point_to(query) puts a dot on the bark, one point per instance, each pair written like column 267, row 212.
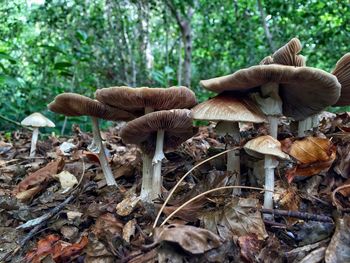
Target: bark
column 266, row 27
column 184, row 23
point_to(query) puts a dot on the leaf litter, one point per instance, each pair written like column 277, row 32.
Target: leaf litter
column 92, row 222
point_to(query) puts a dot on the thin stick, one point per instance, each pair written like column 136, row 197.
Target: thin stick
column 334, row 199
column 298, row 214
column 14, row 122
column 207, row 192
column 183, row 177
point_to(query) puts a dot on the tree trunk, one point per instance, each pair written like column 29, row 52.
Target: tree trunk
column 184, row 23
column 266, row 27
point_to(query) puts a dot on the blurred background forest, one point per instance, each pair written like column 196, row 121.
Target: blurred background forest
column 52, row 46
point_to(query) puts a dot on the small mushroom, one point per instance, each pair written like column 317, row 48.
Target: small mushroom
column 154, row 133
column 268, row 148
column 229, row 109
column 36, row 120
column 147, row 100
column 296, row 87
column 72, row 104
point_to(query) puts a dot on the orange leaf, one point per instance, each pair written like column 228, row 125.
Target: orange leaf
column 40, row 177
column 311, row 149
column 43, row 249
column 63, row 251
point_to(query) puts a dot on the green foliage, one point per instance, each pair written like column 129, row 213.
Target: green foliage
column 78, row 46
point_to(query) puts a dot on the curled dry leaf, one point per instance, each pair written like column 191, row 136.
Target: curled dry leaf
column 313, row 154
column 125, row 207
column 129, row 230
column 108, row 226
column 67, row 180
column 192, row 239
column 239, row 217
column 38, row 179
column 338, row 249
column 250, row 247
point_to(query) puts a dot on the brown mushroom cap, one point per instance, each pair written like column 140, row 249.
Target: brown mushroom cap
column 298, row 87
column 265, row 145
column 342, row 72
column 287, row 55
column 37, row 120
column 72, row 104
column 229, row 107
column 133, row 99
column 142, row 131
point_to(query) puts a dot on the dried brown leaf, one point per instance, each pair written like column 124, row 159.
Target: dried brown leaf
column 338, row 249
column 192, row 239
column 239, row 217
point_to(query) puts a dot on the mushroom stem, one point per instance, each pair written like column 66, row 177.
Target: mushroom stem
column 269, row 165
column 146, row 186
column 157, row 164
column 273, row 128
column 271, row 104
column 101, row 153
column 233, row 157
column 34, row 141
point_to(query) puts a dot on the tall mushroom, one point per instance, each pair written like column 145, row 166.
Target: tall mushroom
column 228, row 109
column 342, row 72
column 269, row 148
column 282, row 90
column 36, row 120
column 147, row 100
column 72, row 104
column 154, row 133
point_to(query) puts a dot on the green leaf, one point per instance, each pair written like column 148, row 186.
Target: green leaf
column 3, row 55
column 62, row 65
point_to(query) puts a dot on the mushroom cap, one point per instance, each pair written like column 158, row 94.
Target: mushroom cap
column 342, row 72
column 298, row 87
column 72, row 104
column 133, row 99
column 36, row 120
column 265, row 145
column 287, row 55
column 229, row 107
column 142, row 131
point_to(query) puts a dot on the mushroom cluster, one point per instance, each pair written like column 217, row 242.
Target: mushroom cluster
column 160, row 119
column 281, row 85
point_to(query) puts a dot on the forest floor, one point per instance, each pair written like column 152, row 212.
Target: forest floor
column 56, row 207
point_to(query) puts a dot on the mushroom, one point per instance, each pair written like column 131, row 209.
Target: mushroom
column 287, row 55
column 72, row 104
column 147, row 100
column 296, row 87
column 36, row 120
column 342, row 72
column 154, row 133
column 229, row 109
column 268, row 148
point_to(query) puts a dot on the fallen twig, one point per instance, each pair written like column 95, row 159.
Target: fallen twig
column 297, row 214
column 183, row 177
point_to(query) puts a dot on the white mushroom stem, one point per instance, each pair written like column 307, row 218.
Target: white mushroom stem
column 157, row 164
column 147, row 173
column 233, row 157
column 101, row 153
column 271, row 104
column 270, row 164
column 34, row 141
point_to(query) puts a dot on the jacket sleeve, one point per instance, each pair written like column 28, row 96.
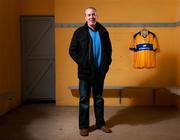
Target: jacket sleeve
column 73, row 49
column 109, row 49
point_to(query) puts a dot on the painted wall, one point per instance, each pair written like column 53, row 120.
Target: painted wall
column 36, row 7
column 178, row 42
column 121, row 71
column 10, row 60
column 9, row 56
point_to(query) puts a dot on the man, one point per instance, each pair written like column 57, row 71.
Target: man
column 91, row 49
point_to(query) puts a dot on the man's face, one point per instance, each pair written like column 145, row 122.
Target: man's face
column 90, row 17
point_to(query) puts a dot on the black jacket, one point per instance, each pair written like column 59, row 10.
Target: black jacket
column 81, row 51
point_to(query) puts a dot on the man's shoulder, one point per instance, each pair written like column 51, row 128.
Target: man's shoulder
column 80, row 30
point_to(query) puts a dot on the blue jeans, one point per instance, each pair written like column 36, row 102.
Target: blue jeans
column 85, row 87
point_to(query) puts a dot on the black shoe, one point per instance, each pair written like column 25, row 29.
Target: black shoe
column 84, row 132
column 105, row 129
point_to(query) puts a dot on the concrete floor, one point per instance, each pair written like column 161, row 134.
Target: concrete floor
column 48, row 122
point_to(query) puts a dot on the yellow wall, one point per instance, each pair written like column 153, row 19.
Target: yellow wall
column 9, row 55
column 178, row 42
column 121, row 71
column 36, row 7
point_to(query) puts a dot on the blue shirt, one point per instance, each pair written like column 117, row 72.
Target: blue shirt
column 97, row 46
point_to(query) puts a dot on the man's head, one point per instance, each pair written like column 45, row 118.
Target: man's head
column 91, row 16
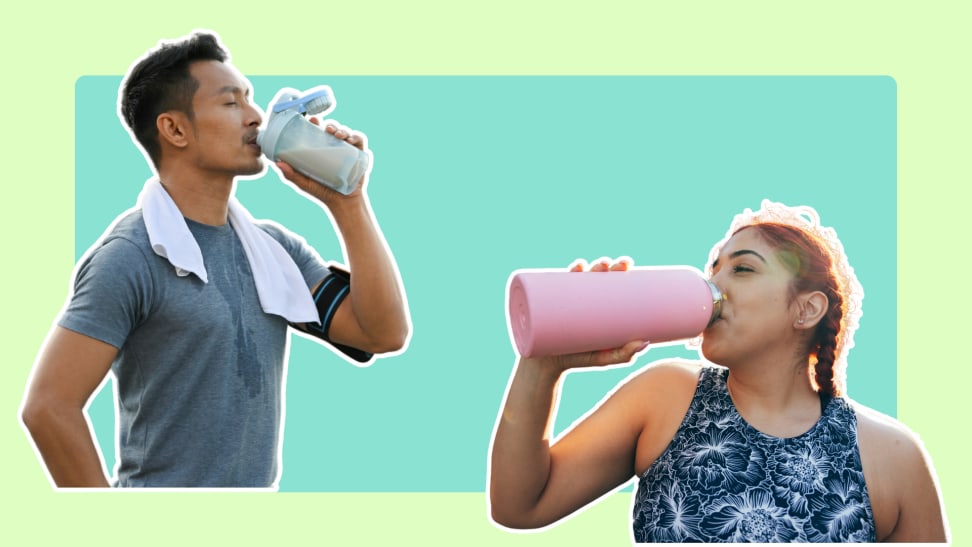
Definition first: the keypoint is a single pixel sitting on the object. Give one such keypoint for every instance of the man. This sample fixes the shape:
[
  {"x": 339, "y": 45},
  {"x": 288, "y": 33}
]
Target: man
[{"x": 187, "y": 300}]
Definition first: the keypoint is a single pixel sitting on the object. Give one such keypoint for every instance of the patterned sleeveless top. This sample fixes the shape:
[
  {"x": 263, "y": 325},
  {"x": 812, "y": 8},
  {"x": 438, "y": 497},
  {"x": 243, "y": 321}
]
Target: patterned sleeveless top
[{"x": 721, "y": 480}]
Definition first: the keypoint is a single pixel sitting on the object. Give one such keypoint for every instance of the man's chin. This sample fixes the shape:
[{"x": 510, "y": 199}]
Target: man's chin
[{"x": 253, "y": 171}]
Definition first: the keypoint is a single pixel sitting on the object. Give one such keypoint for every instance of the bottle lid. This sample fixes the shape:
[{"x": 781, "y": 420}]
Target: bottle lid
[{"x": 313, "y": 102}]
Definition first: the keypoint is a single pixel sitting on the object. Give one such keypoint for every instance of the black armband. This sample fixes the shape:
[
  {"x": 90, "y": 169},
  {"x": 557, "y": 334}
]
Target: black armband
[{"x": 327, "y": 298}]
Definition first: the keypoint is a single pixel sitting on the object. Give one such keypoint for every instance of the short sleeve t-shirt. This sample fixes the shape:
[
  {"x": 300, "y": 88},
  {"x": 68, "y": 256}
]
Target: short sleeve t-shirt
[{"x": 200, "y": 366}]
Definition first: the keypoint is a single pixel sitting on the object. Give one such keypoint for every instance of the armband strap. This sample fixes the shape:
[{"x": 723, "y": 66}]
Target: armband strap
[{"x": 327, "y": 298}]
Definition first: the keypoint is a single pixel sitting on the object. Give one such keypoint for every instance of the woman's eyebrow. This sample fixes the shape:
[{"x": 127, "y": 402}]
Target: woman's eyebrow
[{"x": 741, "y": 252}]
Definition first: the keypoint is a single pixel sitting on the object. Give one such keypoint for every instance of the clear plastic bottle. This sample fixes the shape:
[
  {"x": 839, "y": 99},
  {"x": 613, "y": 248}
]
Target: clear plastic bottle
[{"x": 292, "y": 138}]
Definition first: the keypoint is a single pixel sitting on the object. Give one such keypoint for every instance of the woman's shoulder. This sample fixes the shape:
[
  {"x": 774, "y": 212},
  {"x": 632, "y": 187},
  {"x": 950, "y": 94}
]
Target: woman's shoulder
[
  {"x": 668, "y": 371},
  {"x": 879, "y": 429},
  {"x": 667, "y": 379},
  {"x": 900, "y": 478}
]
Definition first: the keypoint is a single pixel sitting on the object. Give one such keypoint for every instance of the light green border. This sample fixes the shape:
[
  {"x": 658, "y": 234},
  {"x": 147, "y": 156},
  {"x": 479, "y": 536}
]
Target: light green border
[{"x": 45, "y": 49}]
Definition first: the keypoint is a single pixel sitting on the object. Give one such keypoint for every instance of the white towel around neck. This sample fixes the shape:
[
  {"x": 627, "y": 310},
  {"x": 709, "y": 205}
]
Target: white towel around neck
[{"x": 279, "y": 283}]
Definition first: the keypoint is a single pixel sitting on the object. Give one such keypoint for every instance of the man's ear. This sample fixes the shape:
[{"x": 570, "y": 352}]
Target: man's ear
[
  {"x": 173, "y": 129},
  {"x": 812, "y": 307}
]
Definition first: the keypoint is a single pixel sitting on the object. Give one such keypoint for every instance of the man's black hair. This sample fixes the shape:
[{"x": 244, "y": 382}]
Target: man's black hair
[{"x": 161, "y": 82}]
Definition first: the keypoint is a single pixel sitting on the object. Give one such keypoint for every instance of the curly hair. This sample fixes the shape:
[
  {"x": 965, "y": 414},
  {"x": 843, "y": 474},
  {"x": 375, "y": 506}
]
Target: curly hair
[{"x": 816, "y": 260}]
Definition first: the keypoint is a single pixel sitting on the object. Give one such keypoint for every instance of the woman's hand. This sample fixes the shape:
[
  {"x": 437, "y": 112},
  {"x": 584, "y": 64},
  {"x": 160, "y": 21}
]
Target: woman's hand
[{"x": 611, "y": 356}]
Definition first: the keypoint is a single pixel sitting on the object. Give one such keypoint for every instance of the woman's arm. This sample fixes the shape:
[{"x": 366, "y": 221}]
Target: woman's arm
[
  {"x": 901, "y": 481},
  {"x": 532, "y": 483}
]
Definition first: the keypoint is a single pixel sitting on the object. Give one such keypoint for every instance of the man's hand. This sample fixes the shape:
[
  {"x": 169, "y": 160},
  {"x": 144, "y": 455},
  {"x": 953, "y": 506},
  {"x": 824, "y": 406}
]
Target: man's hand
[{"x": 326, "y": 195}]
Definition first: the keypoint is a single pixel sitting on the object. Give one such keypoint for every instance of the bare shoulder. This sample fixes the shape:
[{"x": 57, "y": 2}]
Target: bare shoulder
[
  {"x": 884, "y": 435},
  {"x": 901, "y": 481},
  {"x": 668, "y": 375}
]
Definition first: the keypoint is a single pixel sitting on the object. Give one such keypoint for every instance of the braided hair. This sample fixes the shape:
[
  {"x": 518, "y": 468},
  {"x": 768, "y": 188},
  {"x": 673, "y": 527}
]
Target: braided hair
[{"x": 816, "y": 260}]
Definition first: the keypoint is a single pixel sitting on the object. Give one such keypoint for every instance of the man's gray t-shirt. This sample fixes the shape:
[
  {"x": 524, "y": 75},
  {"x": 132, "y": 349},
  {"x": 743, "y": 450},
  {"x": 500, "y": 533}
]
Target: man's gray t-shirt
[{"x": 199, "y": 370}]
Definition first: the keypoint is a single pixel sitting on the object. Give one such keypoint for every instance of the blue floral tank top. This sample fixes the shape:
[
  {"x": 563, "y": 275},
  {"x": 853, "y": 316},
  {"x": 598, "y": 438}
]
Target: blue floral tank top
[{"x": 721, "y": 480}]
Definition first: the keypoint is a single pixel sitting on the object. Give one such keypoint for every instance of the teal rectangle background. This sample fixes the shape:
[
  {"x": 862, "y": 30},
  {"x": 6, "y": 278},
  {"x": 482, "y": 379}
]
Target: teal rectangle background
[{"x": 477, "y": 176}]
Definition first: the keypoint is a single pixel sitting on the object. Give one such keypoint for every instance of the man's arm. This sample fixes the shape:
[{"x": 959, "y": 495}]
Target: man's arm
[
  {"x": 69, "y": 369},
  {"x": 373, "y": 317}
]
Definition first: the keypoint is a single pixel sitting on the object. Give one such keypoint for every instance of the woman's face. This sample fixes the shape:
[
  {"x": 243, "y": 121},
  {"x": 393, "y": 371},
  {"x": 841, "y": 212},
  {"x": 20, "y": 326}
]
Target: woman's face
[{"x": 758, "y": 315}]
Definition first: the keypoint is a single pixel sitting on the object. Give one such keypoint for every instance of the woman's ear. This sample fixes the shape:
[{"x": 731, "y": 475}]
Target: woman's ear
[{"x": 812, "y": 307}]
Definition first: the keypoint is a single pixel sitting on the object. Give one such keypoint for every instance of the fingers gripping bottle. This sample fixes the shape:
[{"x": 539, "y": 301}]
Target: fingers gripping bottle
[
  {"x": 290, "y": 137},
  {"x": 560, "y": 312}
]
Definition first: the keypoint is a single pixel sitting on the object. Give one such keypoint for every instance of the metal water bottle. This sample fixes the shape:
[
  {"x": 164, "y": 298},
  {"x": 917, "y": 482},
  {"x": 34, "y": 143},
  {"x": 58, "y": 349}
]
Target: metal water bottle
[{"x": 561, "y": 312}]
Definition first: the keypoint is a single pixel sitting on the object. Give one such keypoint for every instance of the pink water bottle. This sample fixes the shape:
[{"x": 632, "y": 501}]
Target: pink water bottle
[{"x": 560, "y": 312}]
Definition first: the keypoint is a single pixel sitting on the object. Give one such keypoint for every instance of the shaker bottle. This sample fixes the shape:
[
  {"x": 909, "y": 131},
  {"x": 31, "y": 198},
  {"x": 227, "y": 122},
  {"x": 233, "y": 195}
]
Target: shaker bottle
[
  {"x": 290, "y": 137},
  {"x": 561, "y": 312}
]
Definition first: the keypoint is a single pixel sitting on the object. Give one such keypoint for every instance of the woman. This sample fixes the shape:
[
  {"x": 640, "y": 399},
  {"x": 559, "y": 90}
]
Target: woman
[{"x": 762, "y": 447}]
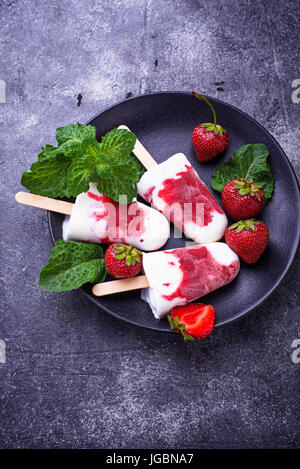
━━━━
Quote the items word for word, starting with the first line and going on through the line with "column 52, row 46", both included. Leave the pictures out.

point_to(query) puts a dot on the bark, one point per instance, each pair written like column 267, row 212.
Target: bark
column 266, row 27
column 184, row 23
point_to(query) puts a dot on the leaf litter, one point per instance, each pair written like column 277, row 32.
Target: leaf litter
column 92, row 222
point_to(query) puts a dot on the thin stick, one point per instance, each pair written like column 136, row 197.
Target: thin stick
column 334, row 199
column 298, row 214
column 14, row 122
column 207, row 192
column 183, row 177
point_to(query) puts a dot on the tree trunk, one point per instance, each pair written like column 29, row 52.
Target: tree trunk
column 184, row 23
column 266, row 27
point_to(query) puts a dot on the blurred background forest, one point per instance, each pair written like column 196, row 121.
Target: blurred background forest
column 52, row 46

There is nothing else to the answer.